*** Begin section ***

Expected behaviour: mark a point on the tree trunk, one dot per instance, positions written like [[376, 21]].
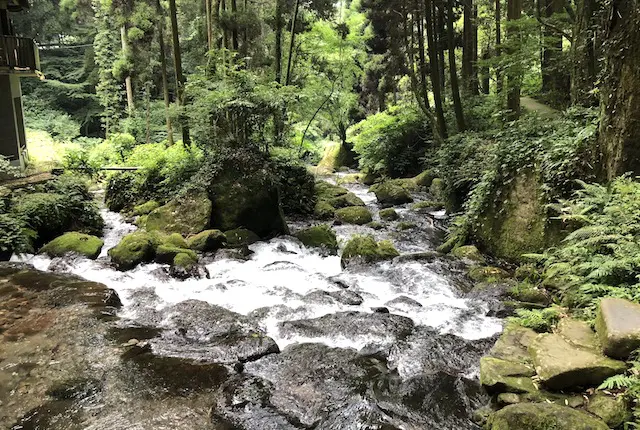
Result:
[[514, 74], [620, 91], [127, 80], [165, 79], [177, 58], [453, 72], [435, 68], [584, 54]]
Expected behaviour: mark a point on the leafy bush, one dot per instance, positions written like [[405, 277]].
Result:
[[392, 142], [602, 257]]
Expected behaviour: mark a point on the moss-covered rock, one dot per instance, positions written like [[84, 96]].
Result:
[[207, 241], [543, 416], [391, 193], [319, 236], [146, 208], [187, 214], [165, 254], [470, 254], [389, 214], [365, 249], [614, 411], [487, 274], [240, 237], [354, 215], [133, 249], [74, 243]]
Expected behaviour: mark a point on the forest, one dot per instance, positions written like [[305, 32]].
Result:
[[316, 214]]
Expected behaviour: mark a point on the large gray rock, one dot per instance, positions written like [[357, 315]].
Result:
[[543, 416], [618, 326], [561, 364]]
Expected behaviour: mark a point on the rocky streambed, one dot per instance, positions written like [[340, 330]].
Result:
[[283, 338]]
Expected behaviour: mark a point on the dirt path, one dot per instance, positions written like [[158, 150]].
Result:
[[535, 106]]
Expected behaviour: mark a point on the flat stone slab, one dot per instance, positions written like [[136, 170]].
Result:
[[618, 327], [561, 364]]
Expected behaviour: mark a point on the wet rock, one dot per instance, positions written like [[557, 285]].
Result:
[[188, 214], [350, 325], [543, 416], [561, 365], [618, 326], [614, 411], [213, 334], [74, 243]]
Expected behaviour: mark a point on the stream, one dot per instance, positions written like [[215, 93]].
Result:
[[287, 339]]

*** End section ***
*** Begin section ***

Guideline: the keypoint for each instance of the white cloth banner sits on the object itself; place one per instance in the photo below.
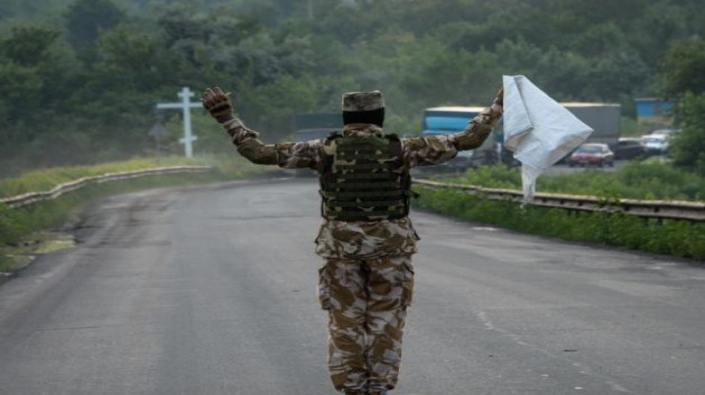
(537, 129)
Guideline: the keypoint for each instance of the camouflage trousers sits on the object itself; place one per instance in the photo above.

*** End section ***

- Exercise description
Would you give again, exactly, the lines in the data above that run from the line containing "Guideline: the keypoint for each instance of the white" to the line containing "Guideline: the keypoint for each instance of the camouflage"? Include both ends and no pictures.

- Problem solution
Guideline: the keypoint for each instance of the white cloth banner sits on the object itself; place one per instance in the photo below.
(537, 129)
Guideline: the keypoint for each instance of the camouflage trousers sits on the object itself; place one per instance in the photo above.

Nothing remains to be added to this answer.